◆ TRECHO FORNECIDO
____

“O Guardião”: Vidas Vazias

Rotina de um guarda-costa argentino é mostrada sem glamour pelo diretor-argentino Rodrigo Moreno

Não se sabe em “O Guardião”, do argentino Rodrigo Moreno, quem tem a vida mais insípida – o ministro do Planejamento argentino, Artémio Vallejos (Osmar Nuñez), ou seu segurança Rubén (Julio Chávez). Obrigados a atividades em que suas personalidades devem ser contidas, eles transitam por espaços vazios, estreitos, para evitar um possível atentado. Embora tenham atribuições diferentes, um depende do outro para levar adiante sua existência. Esta ambigüidade marca o filme desde o início. Rubén está sempre a poucos passos de seu protegido, mantém-se à porta de seu gabinete ou do local onde ele está em reunião ou dando entrevista. E Vallejos segue sua orientação, por corredores desertos a fim de escapar ao inimigo, como se este estivesse sempre à espreita. Ambos estão, assim, umbilicalmente ligados.



          


É como se o segurança ditasse a ação de seu superior, alguém que depende dele para sobreviver. Mesmo em momentos de lazer, de descontração, este papel não se inverte. É com este enredo que Moreno encadeia seu filme, sem pressa ou conflitos para além da realidade imediata. Rubén é um ex-oficial do exército que serviu na fronteira de um país não especificado – tinha futuro, mas cometeu um erro que o levou a ser segurança de um ministro de Estado. Sua vida particular é comum, sem nuances que provoquem conflitos para além de seu círculo familiar. Quando muito uma preocupação excessiva com sua mulher, que tem sérios problemas de comportamento. Mas nada demais. Ele a suporta, já se acostumou a lidar com sua mania por detalhes e apego a uma amiga, a quem quer dar a chance de se transformar em cantora.

____

◆ LINHAS DE DADOS
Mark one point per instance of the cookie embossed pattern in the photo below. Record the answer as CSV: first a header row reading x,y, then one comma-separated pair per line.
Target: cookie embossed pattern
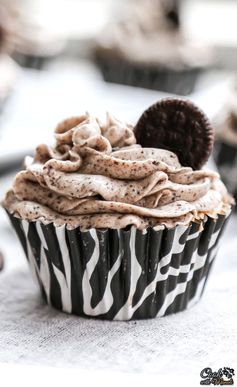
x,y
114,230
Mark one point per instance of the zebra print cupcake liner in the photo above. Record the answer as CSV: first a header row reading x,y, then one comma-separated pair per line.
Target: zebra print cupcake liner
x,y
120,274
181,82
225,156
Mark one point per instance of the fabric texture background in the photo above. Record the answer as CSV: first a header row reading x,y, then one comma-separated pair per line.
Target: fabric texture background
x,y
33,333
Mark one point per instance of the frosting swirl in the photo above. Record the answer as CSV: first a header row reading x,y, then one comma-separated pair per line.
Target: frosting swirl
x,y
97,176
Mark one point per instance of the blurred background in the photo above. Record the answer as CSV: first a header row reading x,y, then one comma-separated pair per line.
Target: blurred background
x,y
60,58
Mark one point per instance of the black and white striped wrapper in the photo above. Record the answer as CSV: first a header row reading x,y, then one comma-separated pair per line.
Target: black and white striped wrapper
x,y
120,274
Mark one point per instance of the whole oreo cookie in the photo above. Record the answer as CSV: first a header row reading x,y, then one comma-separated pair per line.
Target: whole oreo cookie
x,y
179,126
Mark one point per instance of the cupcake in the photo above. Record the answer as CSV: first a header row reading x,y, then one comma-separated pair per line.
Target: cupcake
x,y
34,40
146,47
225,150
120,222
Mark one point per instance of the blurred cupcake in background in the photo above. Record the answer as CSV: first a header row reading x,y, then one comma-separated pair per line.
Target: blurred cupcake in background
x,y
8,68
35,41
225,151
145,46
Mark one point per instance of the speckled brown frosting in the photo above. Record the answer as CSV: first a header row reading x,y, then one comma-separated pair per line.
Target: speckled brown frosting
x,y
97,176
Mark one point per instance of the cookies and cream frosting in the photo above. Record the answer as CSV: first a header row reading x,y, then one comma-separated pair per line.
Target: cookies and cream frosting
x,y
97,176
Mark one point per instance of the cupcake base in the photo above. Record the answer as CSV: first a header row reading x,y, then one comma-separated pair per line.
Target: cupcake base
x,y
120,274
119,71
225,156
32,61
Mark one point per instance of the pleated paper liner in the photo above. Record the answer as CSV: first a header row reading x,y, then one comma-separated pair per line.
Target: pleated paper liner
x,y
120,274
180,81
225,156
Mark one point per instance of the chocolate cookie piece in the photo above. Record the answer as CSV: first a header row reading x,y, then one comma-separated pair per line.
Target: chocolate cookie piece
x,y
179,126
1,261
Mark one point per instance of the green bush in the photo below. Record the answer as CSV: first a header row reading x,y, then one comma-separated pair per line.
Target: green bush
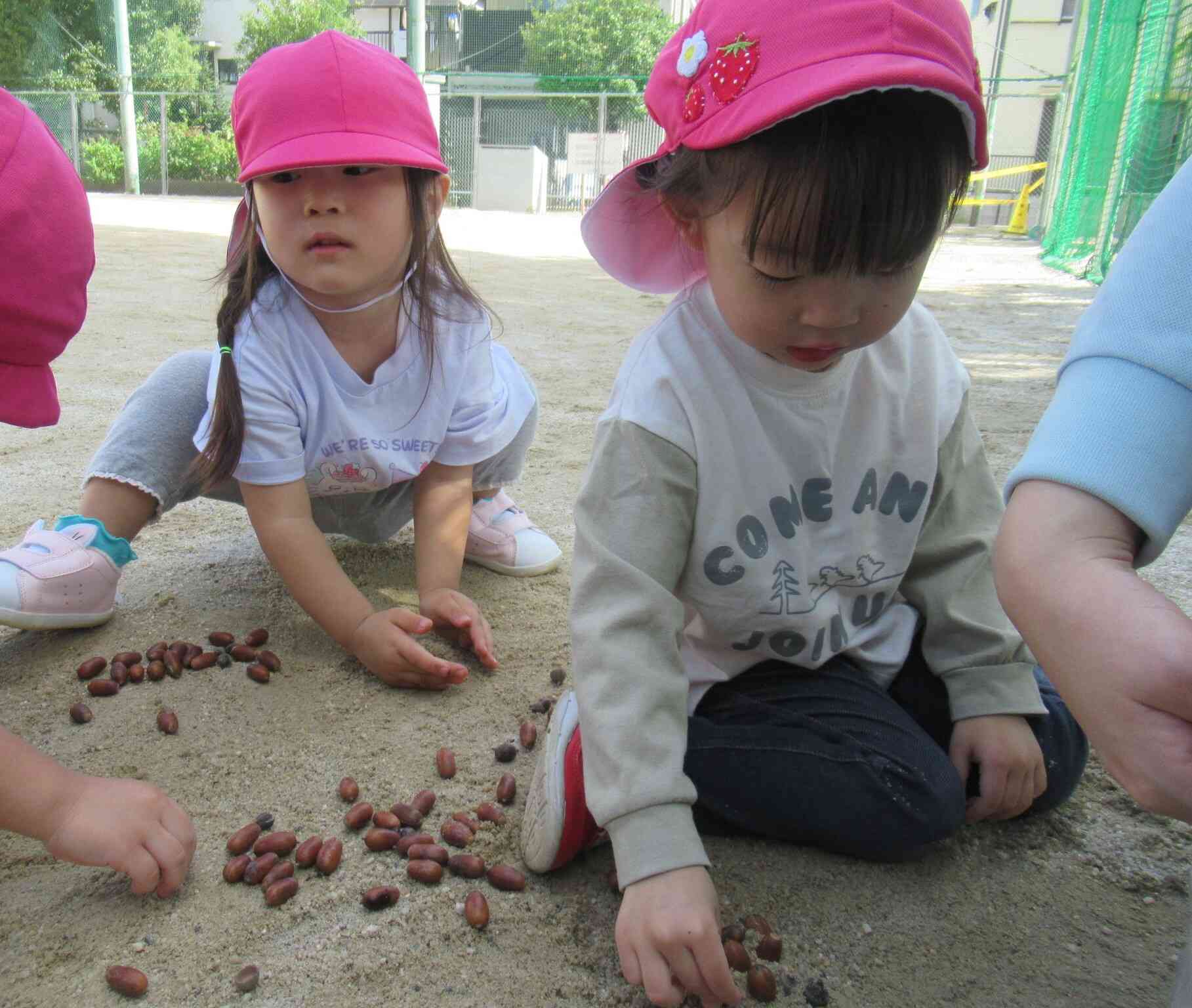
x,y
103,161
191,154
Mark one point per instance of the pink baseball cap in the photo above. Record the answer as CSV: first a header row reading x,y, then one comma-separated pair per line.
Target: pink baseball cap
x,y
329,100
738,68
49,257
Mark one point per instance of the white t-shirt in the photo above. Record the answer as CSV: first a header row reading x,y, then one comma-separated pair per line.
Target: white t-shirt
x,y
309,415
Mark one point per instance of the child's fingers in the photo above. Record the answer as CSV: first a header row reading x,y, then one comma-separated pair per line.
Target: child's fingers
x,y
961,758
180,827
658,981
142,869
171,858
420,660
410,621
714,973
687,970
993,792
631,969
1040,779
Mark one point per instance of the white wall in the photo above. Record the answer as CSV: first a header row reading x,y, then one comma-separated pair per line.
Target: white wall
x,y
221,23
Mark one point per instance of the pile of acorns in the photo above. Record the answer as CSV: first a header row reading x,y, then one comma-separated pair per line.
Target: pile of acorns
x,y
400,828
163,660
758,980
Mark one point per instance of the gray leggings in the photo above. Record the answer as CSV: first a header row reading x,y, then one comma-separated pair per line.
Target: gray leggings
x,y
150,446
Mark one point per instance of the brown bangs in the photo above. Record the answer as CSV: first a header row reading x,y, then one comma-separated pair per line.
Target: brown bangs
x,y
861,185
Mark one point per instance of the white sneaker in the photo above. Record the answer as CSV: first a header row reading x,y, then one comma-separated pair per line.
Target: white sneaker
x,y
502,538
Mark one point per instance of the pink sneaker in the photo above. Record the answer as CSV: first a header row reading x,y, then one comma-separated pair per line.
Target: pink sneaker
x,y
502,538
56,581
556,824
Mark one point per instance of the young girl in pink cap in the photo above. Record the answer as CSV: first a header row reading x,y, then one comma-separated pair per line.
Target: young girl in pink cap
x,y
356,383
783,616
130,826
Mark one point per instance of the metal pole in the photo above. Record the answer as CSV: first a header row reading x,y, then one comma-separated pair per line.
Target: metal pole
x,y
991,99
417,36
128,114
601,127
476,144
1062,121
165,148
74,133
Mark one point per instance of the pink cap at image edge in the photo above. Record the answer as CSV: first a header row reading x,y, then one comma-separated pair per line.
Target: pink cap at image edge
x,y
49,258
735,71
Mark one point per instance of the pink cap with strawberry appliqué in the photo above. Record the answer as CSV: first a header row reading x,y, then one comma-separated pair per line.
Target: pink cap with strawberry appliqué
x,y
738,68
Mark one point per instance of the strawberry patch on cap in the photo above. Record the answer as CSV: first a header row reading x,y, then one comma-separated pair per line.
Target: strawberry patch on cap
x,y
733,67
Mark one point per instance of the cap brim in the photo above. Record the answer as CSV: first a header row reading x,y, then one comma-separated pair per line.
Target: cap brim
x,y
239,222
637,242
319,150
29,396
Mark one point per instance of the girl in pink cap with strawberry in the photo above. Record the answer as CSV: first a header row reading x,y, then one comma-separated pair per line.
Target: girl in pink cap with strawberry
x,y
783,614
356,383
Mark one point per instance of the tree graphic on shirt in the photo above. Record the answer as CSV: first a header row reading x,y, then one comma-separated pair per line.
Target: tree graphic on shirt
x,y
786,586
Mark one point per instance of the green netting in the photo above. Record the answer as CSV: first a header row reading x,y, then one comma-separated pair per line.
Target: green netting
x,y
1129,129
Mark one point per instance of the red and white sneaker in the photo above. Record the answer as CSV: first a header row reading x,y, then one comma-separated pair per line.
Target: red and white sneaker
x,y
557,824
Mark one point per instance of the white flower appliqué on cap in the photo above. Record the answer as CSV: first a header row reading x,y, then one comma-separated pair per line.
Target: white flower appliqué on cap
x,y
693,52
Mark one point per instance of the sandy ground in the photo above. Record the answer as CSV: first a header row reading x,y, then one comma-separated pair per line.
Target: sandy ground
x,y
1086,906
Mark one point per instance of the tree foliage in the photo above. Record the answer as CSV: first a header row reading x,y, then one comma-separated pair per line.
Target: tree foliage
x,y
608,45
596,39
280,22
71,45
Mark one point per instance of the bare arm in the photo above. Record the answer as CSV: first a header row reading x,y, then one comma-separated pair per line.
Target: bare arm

____

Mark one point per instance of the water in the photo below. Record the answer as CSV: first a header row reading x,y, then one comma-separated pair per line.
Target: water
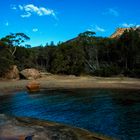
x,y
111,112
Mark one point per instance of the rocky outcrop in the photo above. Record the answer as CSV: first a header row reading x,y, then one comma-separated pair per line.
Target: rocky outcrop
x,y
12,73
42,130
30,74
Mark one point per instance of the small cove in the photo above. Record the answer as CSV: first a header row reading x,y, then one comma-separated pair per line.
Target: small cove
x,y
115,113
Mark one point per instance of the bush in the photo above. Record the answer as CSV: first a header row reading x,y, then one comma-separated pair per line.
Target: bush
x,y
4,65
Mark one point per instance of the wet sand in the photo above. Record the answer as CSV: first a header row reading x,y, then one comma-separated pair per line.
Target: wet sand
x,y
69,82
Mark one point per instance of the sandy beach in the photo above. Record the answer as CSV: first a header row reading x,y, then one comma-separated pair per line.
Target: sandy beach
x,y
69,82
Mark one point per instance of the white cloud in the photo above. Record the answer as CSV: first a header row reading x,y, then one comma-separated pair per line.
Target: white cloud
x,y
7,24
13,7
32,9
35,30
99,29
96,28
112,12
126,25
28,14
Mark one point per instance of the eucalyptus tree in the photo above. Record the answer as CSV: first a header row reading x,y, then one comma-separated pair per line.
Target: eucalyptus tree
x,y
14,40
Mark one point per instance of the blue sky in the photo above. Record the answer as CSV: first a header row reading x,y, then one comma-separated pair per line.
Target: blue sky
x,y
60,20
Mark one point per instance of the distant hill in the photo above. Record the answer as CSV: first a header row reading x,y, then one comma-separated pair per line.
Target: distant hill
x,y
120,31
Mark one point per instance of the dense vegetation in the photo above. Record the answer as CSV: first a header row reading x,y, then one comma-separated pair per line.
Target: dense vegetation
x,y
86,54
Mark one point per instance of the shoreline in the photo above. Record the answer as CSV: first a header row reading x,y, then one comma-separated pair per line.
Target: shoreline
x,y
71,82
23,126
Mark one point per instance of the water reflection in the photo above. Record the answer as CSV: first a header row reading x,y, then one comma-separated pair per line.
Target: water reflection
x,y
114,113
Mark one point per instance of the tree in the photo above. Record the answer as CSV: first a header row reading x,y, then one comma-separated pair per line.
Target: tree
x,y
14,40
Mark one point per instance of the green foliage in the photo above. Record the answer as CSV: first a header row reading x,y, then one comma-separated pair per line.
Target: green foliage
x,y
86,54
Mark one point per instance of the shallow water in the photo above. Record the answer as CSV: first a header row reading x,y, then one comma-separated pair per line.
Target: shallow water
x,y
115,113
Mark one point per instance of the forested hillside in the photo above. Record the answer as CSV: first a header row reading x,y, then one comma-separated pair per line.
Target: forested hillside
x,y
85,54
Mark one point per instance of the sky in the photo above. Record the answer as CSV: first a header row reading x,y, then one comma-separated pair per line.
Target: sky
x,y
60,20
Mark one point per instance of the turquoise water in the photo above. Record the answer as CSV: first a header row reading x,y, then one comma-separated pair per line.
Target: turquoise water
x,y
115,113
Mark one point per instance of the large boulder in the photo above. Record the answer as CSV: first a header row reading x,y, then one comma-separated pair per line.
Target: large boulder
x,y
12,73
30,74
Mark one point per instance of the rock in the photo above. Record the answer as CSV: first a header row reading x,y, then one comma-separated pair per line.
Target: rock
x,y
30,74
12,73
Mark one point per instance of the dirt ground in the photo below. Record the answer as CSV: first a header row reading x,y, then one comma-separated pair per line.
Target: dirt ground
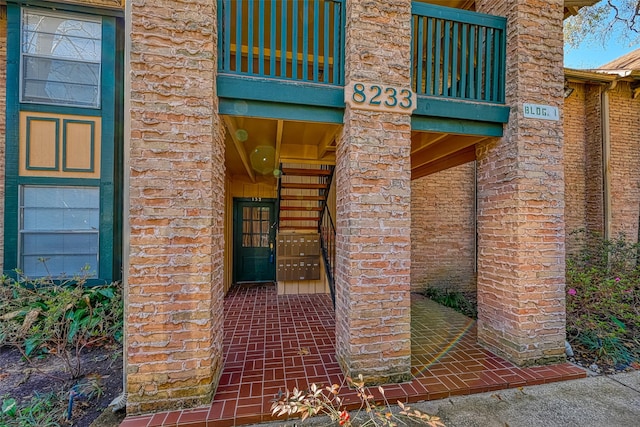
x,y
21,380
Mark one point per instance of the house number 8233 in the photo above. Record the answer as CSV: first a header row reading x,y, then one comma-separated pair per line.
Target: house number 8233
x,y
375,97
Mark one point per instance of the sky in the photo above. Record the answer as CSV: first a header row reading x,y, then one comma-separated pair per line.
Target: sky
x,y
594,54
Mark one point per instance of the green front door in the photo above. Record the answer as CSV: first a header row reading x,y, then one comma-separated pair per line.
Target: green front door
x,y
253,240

____

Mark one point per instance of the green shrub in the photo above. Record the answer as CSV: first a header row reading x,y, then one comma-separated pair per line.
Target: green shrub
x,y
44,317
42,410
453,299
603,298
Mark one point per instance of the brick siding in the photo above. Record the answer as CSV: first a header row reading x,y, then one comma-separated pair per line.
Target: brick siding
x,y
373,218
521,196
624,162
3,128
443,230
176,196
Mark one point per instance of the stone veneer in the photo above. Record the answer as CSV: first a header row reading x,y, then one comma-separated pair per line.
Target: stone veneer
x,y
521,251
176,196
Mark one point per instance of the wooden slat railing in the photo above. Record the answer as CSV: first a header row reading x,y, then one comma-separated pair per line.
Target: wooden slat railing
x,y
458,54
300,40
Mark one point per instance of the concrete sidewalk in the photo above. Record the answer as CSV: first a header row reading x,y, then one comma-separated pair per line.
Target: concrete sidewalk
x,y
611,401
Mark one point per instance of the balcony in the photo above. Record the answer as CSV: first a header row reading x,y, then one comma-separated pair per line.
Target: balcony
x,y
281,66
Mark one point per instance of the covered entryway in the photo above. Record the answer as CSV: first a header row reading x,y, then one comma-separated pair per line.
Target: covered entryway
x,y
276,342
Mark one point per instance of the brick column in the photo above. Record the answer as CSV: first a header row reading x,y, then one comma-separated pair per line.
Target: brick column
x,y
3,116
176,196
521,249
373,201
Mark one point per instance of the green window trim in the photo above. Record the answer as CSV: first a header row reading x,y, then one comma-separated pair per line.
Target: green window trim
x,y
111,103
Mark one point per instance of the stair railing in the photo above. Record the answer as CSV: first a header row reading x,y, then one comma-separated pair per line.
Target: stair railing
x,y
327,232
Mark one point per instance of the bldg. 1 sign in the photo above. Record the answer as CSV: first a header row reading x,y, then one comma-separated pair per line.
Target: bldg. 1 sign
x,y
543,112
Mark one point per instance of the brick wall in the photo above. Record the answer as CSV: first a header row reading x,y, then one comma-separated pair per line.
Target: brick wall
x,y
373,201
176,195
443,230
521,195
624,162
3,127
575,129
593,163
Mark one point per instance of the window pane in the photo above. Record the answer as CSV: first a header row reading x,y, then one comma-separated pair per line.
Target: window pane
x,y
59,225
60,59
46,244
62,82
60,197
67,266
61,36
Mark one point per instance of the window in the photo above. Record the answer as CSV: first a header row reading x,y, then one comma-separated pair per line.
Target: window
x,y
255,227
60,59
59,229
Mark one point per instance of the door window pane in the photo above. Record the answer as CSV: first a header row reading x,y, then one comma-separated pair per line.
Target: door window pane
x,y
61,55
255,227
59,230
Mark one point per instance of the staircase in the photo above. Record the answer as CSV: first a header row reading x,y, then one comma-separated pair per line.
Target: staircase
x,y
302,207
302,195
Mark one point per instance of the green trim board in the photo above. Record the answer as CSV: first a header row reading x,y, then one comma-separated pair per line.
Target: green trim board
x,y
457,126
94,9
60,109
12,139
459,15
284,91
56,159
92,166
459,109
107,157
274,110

____

◆ TAREFA 1
Liste todos os nomes de pessoas e personagens que aparecem na crítica sobre “O Guardião”.
◆ TAREFA 2
Prossiga a crítica sobre “O Guardião” a partir da última frase apresentada.

◆ RESPOSTA 1
Rodrigo Moreno, Artémio Vallejos, Osmar Nuñez, Rubén, Julio Chávez

◆ RESPOSTA 2
Agente leva vida de pessoa comum


            


 


Fora deste círculo, Rubén fica sempre à espreita, a fumar, solitário, à espera da saída de Vallejos. Não é diferente a vida de Vallejos, sempre às turras com a mulher, obrigado a ser gentil com o casal francês, por interesse puramente político ou ignoram o mau comportamento da filha. A exemplo da vida de seu segurança, a sua não tem grandes lances, festas espetaculares, quando muito uma visita à amante, a percepção de que a imprensa retrata mal a condução dos negócios de Estado. Nenhum risco se lhe apresenta. Este enredo parece tedioso pelos padrões dos filmes de ação americanos em que o segurança, com o pomposo nome de agente, normalmente do FBI, é uma figura empertigada, com charme de herói. Nada disso emoldura o filme de Moreno. Sua abordagem, sombria, presa ao cotidiano, não trai, porém, a essência dessa profissão saída das entranhas da Guerra Fria.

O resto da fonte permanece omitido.